====== Article

A recurrent piece of advice from the stylists was, "Don't fight what nature gave you." Chamberlain recommends enhancing natural waves with a beach spray and just letting your hair air dry. You can apply some heat at the ends just to smooth it out a bit if this option stresses you out.

Laini Reeves, who styles Amy Adams and Emily Blunt, has another idea, involving one of her favorite natural styling products, Nohona Coconut oil. "Towel dry the hair, put a little bit of coconut oil in, twist the hair really tight all the way down to the ends, and tie it back in a little knot on the back of the head," she recommended. "Let it dry on its own. Once you pull it out, you’ve got a really lovely dried wave and the coconut oil seals it." [Ed. note: The oil smells delicious and comes in the cutest mermaid bottle.]

Or don't intervene at all and take the advice of Rossano Ferretti, who gave Kate Middleton her last hair cut before she gave birth. "When hair is curly, it becomes curlier in humidity. And I want you to leave it curly," he told me. "I don’t like treatments that straighten hair and destroy the hair. Why do you want to do that to your hair everyday?" Well, sometimes we just have to, but it's a point well taken.

Try:Nohona Coconut Oil, $20 • L'Oréal EverStyle Texture Series Beach Spray, $5.99 • Bumble and bumble Surf Spray, $25

Humidity-friendly styles:

Several of the stylists mentioned that ponytails and braids are humidity-friendly styles, which seems obvious, but the trick is to control those annoying little hair line frizzies. Enter your new humidity secret weapon: Wax.

Chamberlain and Reeves both recommended keeping a wax stick handy. If your hair is fairly unruly, run some wax through your hair prior to braiding. If you're just worried about the hair line, slick on a bit after styling and it will stay put.

Try:Tigi Bed Head Hair Stick Wax, $20.99 • Aveda Light Elements Shaping Wax, $24

Finish it off:

Don't skip the final product step.

Serums act like "cling wrap," according to Van Clarke, which is a good thing when it comes to humidity. Your goal is to keep the moisture away from your hair, because it "bends" the hair, resulting in more waves. So finish off ends with a serum (yes, even if you used it pre-blowdry) or a good anti-frizz hairspray. You can use a light misting of hairspray all over your braid or ponytail, too, on top of the wax.

Try:Moroccanoil Luminous Hairspray, $22.20 • L'Oreal Paris Elnett Hairspray, $14.99

Or just give up:

...and go for the full Prada Fall 2013 wet look.

============

Required tasks —
1: In the hair-humidity article, what does Van Clarke compare serums to?
2: From the hair-humidity article, reproduce the part that opens with the words containing "Don't skip the" and closes with "2013 wet look.".
The data after this point are not needed for the work.

====== Data extract

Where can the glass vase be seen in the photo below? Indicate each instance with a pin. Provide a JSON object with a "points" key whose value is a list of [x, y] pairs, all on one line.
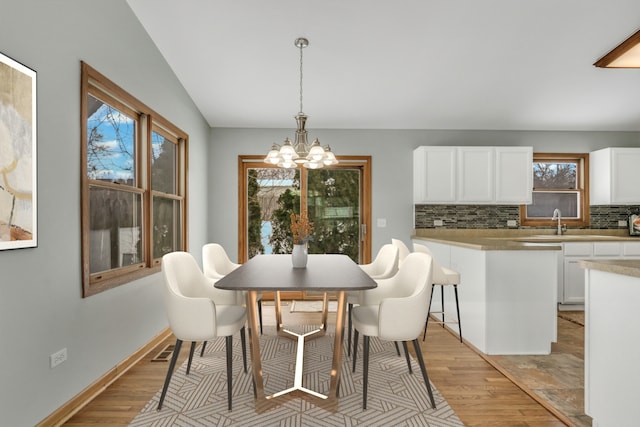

============

Answers to the tasks —
1: Van Clarke compares serums to "cling wrap."

2:
Don't skip the final product step.

Serums act like "cling wrap," according to Van Clarke, which is a good thing when it comes to humidity. Your goal is to keep the moisture away from your hair, because it "bends" the hair, resulting in more waves. So finish off ends with a serum (yes, even if you used it pre-blowdry) or a good anti-frizz hairspray. You can use a light misting of hairspray all over your braid or ponytail, too, on top of the wax.

Try:Moroccanoil Luminous Hairspray, $22.20 • L'Oreal Paris Elnett Hairspray, $14.99

Or just give up:

...and go for the full Prada Fall 2013 wet look.